> _Input material_:
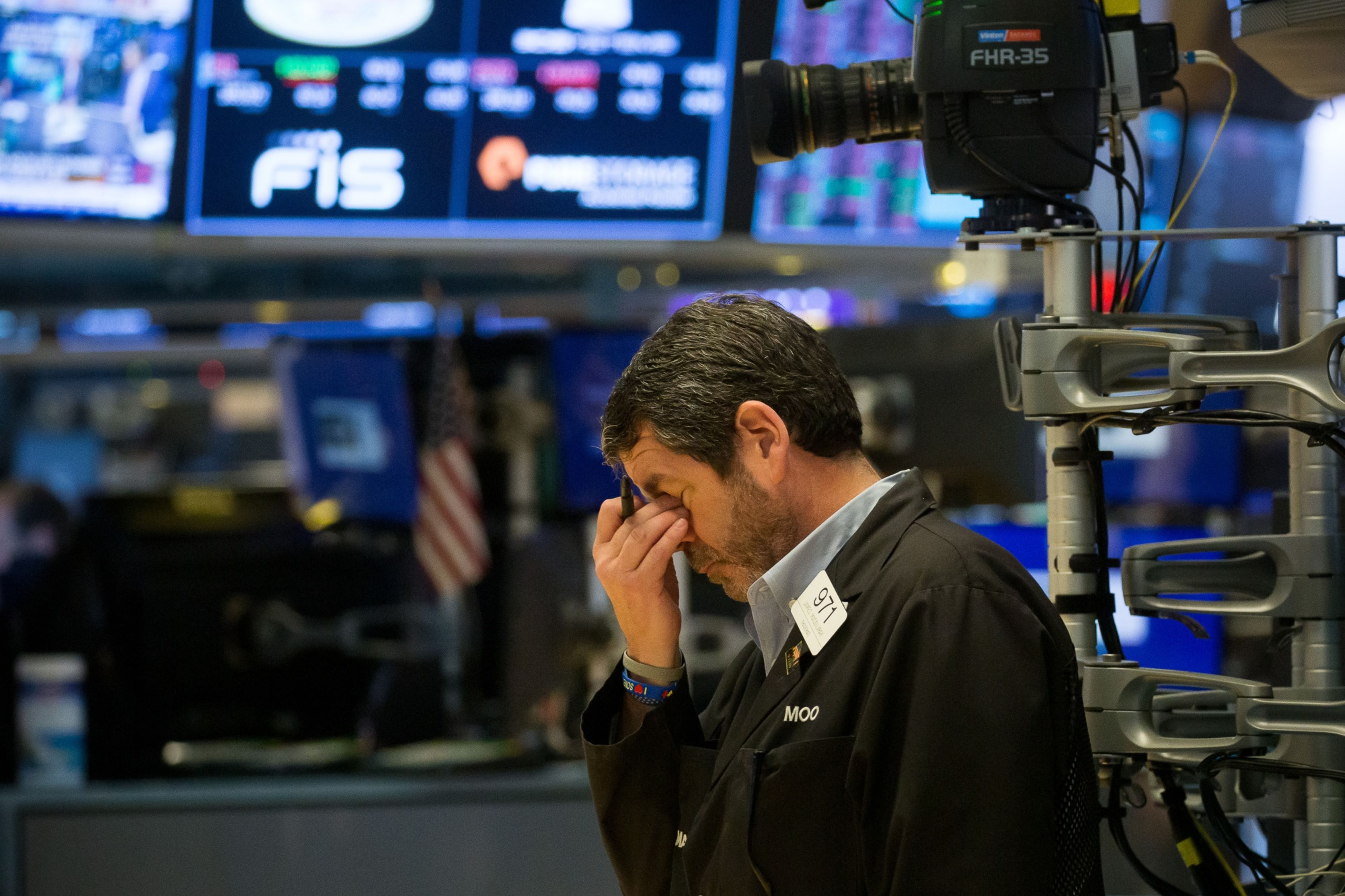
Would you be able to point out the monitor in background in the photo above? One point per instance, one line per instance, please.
(1321, 190)
(88, 106)
(861, 194)
(1253, 179)
(1192, 465)
(347, 431)
(405, 118)
(930, 397)
(586, 367)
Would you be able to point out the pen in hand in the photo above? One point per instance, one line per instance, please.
(627, 498)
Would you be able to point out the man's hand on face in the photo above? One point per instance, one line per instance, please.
(634, 560)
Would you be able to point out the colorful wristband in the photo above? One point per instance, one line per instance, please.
(658, 674)
(645, 692)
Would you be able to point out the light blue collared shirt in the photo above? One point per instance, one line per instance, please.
(770, 622)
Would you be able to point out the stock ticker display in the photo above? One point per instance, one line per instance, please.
(864, 194)
(88, 106)
(461, 118)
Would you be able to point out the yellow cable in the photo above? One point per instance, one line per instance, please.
(1222, 860)
(1208, 58)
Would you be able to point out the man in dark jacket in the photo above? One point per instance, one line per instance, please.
(907, 719)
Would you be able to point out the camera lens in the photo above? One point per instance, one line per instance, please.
(794, 110)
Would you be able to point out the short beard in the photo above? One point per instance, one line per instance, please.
(762, 529)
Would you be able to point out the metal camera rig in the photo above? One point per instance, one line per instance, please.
(1075, 369)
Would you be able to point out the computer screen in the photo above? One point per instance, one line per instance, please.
(347, 430)
(462, 119)
(88, 106)
(852, 194)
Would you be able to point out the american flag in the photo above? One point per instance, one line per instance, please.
(450, 533)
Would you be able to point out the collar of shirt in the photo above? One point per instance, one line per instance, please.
(770, 622)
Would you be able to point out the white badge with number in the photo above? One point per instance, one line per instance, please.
(820, 613)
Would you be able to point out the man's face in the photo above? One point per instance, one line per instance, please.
(738, 531)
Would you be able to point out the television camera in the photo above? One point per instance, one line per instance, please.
(1012, 100)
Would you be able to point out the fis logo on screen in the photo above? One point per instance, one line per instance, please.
(362, 179)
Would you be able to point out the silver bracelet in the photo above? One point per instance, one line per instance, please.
(658, 674)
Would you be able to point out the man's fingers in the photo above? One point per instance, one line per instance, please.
(661, 553)
(642, 537)
(610, 519)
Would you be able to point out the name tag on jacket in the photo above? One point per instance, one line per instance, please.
(820, 613)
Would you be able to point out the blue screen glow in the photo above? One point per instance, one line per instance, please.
(539, 119)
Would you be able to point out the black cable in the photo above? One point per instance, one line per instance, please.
(1319, 434)
(1172, 208)
(1118, 288)
(1133, 260)
(1098, 276)
(904, 17)
(1329, 866)
(1116, 824)
(1102, 578)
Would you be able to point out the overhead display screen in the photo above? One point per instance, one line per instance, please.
(462, 119)
(863, 194)
(88, 99)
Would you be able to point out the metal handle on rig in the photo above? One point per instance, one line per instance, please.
(1293, 716)
(1072, 370)
(1128, 714)
(1265, 575)
(1311, 368)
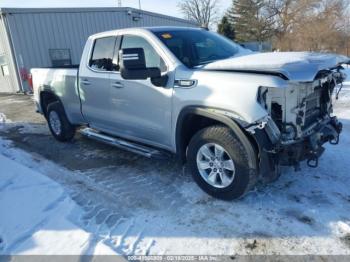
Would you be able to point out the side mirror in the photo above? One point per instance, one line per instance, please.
(133, 65)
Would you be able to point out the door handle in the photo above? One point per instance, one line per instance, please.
(117, 85)
(85, 82)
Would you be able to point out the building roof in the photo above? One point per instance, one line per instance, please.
(15, 10)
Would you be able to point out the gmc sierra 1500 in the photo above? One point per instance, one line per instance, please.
(235, 116)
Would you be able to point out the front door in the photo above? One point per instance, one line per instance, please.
(139, 109)
(94, 82)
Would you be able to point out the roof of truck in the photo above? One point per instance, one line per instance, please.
(171, 28)
(19, 10)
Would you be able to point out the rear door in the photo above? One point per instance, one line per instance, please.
(94, 81)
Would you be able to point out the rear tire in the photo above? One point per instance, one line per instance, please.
(219, 163)
(58, 122)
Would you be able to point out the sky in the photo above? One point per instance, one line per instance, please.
(167, 7)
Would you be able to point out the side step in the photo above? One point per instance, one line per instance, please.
(124, 144)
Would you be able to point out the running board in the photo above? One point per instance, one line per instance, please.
(123, 144)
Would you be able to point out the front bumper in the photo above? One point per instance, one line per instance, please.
(274, 153)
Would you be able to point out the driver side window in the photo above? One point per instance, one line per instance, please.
(151, 56)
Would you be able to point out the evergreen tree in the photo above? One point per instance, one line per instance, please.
(250, 20)
(226, 28)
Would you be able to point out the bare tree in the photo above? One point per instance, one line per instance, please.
(204, 12)
(288, 15)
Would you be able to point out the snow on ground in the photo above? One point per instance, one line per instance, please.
(36, 215)
(65, 198)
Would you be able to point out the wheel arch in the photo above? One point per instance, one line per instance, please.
(192, 119)
(47, 96)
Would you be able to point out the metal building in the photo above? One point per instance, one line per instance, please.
(49, 37)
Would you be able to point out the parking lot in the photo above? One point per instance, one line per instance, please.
(142, 206)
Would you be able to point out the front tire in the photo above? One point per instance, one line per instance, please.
(219, 163)
(58, 123)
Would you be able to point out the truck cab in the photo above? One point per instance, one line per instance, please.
(234, 116)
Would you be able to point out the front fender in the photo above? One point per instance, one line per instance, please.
(210, 113)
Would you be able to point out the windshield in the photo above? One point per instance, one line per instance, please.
(198, 47)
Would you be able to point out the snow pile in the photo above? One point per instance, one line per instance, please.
(35, 215)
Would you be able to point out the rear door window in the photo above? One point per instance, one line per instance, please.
(151, 56)
(102, 54)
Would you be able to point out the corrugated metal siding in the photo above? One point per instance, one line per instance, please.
(7, 83)
(35, 33)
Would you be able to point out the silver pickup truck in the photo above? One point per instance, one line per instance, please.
(233, 115)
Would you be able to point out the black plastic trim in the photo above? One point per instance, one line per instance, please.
(229, 122)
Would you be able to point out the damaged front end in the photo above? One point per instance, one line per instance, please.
(299, 123)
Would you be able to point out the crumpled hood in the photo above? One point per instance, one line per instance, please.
(296, 66)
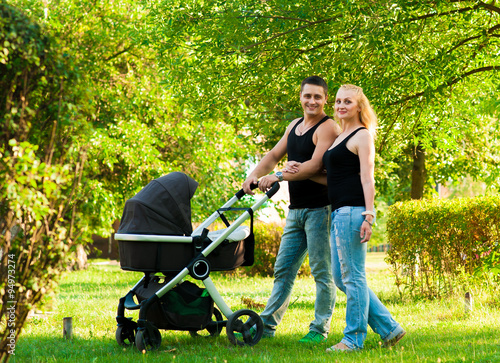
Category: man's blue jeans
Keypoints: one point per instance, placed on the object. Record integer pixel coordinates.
(348, 262)
(305, 230)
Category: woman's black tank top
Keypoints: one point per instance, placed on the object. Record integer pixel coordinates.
(343, 176)
(305, 193)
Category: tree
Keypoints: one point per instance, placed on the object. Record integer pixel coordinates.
(85, 124)
(41, 165)
(422, 63)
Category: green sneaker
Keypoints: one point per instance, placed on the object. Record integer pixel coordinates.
(313, 338)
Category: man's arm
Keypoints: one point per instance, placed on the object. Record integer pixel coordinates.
(325, 134)
(268, 162)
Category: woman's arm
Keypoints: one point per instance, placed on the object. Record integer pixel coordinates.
(366, 153)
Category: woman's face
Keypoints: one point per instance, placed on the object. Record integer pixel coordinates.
(346, 104)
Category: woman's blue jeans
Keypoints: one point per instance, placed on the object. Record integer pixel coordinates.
(306, 230)
(348, 263)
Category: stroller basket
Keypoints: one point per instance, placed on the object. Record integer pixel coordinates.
(156, 237)
(155, 253)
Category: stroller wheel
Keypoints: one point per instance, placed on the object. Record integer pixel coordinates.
(125, 336)
(148, 339)
(214, 328)
(247, 325)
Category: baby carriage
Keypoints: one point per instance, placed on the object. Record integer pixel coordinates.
(156, 237)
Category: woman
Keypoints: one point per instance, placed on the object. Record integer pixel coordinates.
(349, 164)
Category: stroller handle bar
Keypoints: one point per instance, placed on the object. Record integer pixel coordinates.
(274, 188)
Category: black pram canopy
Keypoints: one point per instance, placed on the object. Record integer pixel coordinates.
(161, 207)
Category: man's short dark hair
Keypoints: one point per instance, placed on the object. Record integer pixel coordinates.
(317, 81)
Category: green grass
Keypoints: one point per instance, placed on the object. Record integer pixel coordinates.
(438, 331)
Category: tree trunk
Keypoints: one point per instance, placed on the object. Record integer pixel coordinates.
(418, 172)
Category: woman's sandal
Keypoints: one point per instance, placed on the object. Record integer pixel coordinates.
(339, 347)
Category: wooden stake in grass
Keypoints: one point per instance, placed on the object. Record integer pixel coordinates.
(468, 302)
(68, 328)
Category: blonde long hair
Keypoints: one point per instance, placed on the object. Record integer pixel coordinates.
(367, 116)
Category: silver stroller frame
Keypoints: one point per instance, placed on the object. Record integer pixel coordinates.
(243, 327)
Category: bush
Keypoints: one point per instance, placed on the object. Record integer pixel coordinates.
(267, 242)
(437, 245)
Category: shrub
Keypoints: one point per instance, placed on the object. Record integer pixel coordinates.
(436, 245)
(267, 242)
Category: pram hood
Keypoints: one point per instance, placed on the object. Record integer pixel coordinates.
(161, 207)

> _Goal_: Write the lines out exactly, from the one with "Category: tree trunk" down to the last line of the listing, and leave out all others.

> _Response_:
Category: tree trunk
Keypoints: one point per instance, placed on the object. Record integer pixel coordinates.
(418, 172)
Category: woman's sandal
Keypoints: one point per instance, placed on the object. Record integer pixel coordinates.
(339, 347)
Category: wooden stake in grass
Keypoints: one point per instance, placed on the object. Record integer pixel coordinates.
(468, 302)
(68, 328)
Category: blonde long hair
Keypoints: one point per instance, placed on the object. Record integer pixel coordinates.
(367, 116)
Category: silver stroller frame
Keypoints: one point per instance, placed on the object. Record integer pixel coordinates.
(243, 327)
Category: bush
Keypoints: one point per instance, placed on the object. Record integer pixel coordinates.
(267, 242)
(437, 245)
Category: shrub
Keypoints: one point per instance, placed on the object. Record integer pixel coordinates.
(436, 245)
(267, 242)
Category: pram hood
Keypoints: one point per instance, placed on the object. Record integer pixel coordinates.
(161, 207)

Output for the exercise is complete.